## [TASK TO COMPLETE]
Return the records below from the line containing "object | blue ocean on globe" onward, exactly, through and including the last line.

## [MATERIAL SHOWN]
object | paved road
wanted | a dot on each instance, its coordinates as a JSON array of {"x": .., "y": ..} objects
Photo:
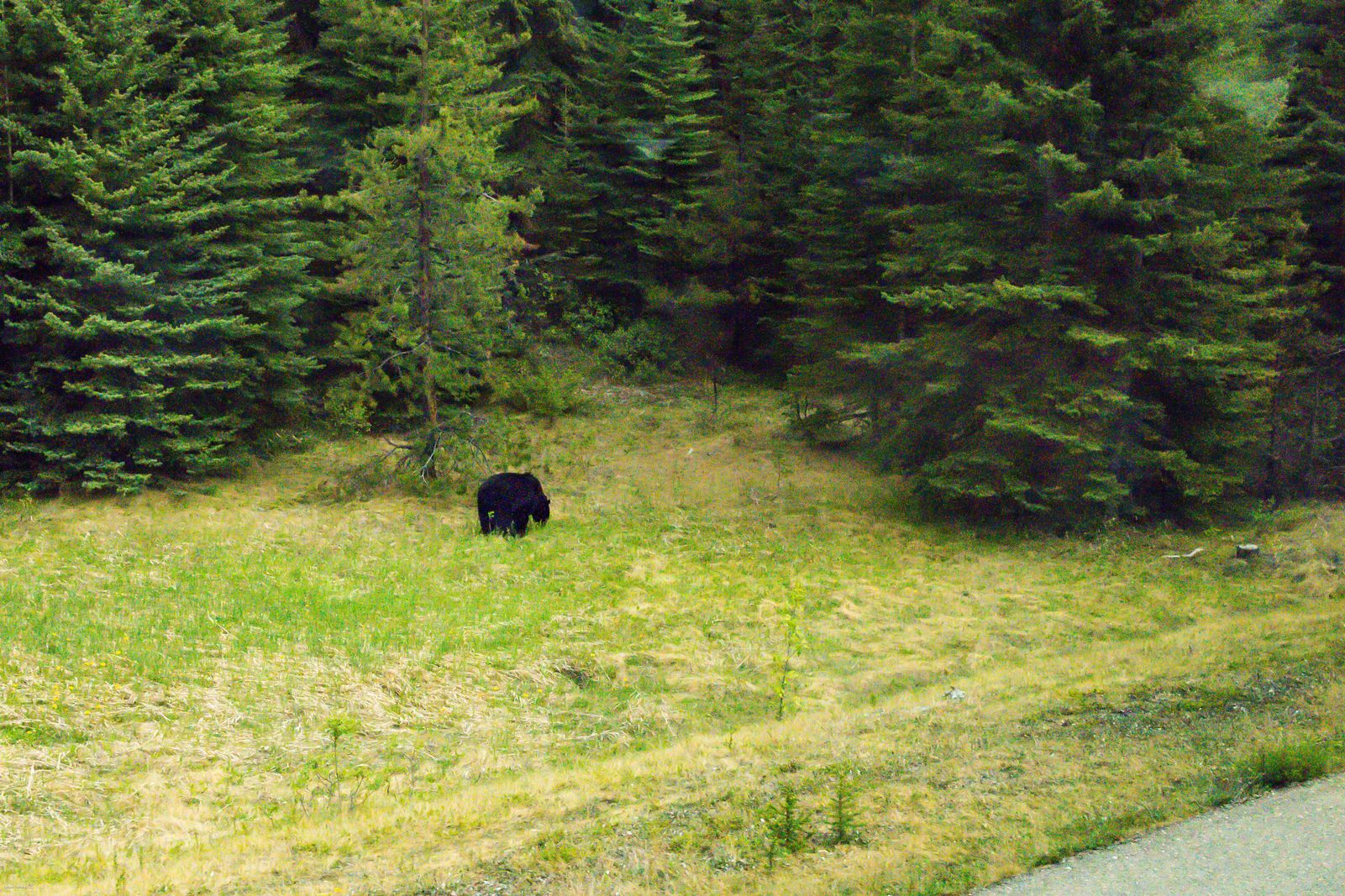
[{"x": 1290, "y": 842}]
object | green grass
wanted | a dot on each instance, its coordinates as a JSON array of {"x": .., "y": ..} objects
[{"x": 281, "y": 685}]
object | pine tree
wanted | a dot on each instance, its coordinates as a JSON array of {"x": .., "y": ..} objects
[
  {"x": 429, "y": 238},
  {"x": 239, "y": 76},
  {"x": 1309, "y": 451},
  {"x": 638, "y": 134},
  {"x": 121, "y": 343},
  {"x": 147, "y": 322},
  {"x": 1091, "y": 351}
]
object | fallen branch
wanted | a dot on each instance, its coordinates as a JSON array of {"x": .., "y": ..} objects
[{"x": 1199, "y": 551}]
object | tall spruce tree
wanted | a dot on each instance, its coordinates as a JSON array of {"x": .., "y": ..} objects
[
  {"x": 638, "y": 134},
  {"x": 1309, "y": 451},
  {"x": 429, "y": 237},
  {"x": 124, "y": 344},
  {"x": 239, "y": 77},
  {"x": 1091, "y": 353}
]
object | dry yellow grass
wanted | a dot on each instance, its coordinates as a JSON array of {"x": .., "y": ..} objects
[{"x": 592, "y": 708}]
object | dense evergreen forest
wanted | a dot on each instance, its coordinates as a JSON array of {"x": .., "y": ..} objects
[{"x": 1058, "y": 259}]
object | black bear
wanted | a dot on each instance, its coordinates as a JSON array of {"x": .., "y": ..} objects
[{"x": 506, "y": 500}]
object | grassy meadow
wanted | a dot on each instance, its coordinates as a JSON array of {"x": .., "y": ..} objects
[{"x": 729, "y": 665}]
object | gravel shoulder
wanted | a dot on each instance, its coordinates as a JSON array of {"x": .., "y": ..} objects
[{"x": 1290, "y": 842}]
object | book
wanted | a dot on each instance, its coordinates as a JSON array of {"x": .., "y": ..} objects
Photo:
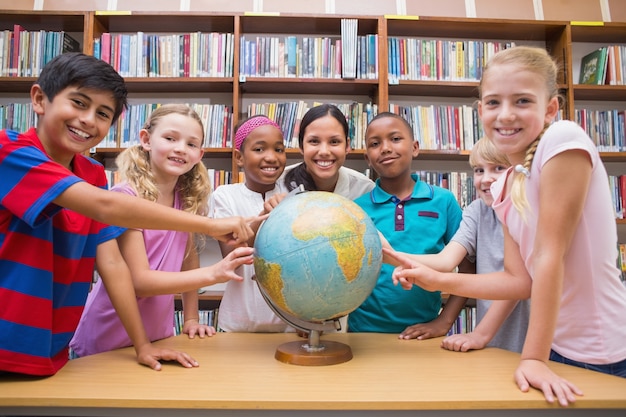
[{"x": 593, "y": 67}]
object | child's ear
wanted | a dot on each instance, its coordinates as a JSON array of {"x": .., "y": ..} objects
[
  {"x": 38, "y": 99},
  {"x": 239, "y": 158},
  {"x": 551, "y": 110},
  {"x": 415, "y": 149},
  {"x": 144, "y": 139}
]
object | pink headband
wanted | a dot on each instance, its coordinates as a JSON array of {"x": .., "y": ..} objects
[{"x": 249, "y": 125}]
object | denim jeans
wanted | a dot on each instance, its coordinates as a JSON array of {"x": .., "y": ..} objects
[{"x": 617, "y": 368}]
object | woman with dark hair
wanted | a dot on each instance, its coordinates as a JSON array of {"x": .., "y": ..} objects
[{"x": 324, "y": 143}]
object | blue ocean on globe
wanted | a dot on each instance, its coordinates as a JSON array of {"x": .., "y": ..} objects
[{"x": 317, "y": 256}]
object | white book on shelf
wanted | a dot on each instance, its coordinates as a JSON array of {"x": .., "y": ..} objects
[{"x": 349, "y": 30}]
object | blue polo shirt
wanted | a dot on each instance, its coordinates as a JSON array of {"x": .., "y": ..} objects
[{"x": 423, "y": 223}]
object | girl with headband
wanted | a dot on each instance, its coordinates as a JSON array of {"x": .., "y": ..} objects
[{"x": 260, "y": 152}]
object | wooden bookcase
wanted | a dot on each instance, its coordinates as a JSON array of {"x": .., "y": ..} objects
[{"x": 566, "y": 41}]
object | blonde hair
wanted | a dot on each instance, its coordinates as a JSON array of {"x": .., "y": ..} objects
[
  {"x": 134, "y": 167},
  {"x": 484, "y": 150},
  {"x": 538, "y": 61}
]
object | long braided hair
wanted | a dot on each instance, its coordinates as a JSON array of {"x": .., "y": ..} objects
[
  {"x": 540, "y": 62},
  {"x": 134, "y": 167}
]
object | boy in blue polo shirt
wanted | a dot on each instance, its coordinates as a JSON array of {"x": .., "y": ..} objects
[{"x": 414, "y": 217}]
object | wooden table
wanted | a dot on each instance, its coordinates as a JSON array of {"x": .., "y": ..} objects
[{"x": 238, "y": 376}]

## [CORRECT OUTPUT]
object | blue ocean on globe
wanted | a dot on each instance, its coordinates as a JSON array of {"x": .., "y": ..} objects
[{"x": 317, "y": 256}]
object | white book on shelf
wanted | a dot on each instance, its coordinates as a JSON array of {"x": .., "y": ..} objects
[{"x": 349, "y": 30}]
object | blue polo shirt
wanted | a dot on each instance, its coordinates as a JSON array of {"x": .., "y": ..} objects
[{"x": 423, "y": 223}]
object | girl with headband
wanted | a dot on each instance, its coordinates as a JSON array of {"x": .., "y": ..} objects
[{"x": 260, "y": 152}]
object | wooden bookcase
wanted | a dot on each instance, its coordinates as a JSON array of {"x": .., "y": ..} objects
[{"x": 566, "y": 41}]
object | blonde hair
wanted | a dot on each instance, its coordinates as a JSON array of {"x": .., "y": ..} objects
[
  {"x": 134, "y": 167},
  {"x": 484, "y": 150},
  {"x": 538, "y": 61}
]
object | long braided hair
wanted | a dot on each instance, its coordinates as a JSON array of {"x": .., "y": ..} objects
[
  {"x": 540, "y": 62},
  {"x": 134, "y": 167}
]
object | boy in blue polo shirt
wanted | a dot on each instance, its coordinates as a JSON array of {"x": .., "y": ..} objects
[{"x": 414, "y": 217}]
object | wooden table
wanted | a dot on each instance, its coordinates as a JSON array of {"x": .., "y": ..} objects
[{"x": 238, "y": 376}]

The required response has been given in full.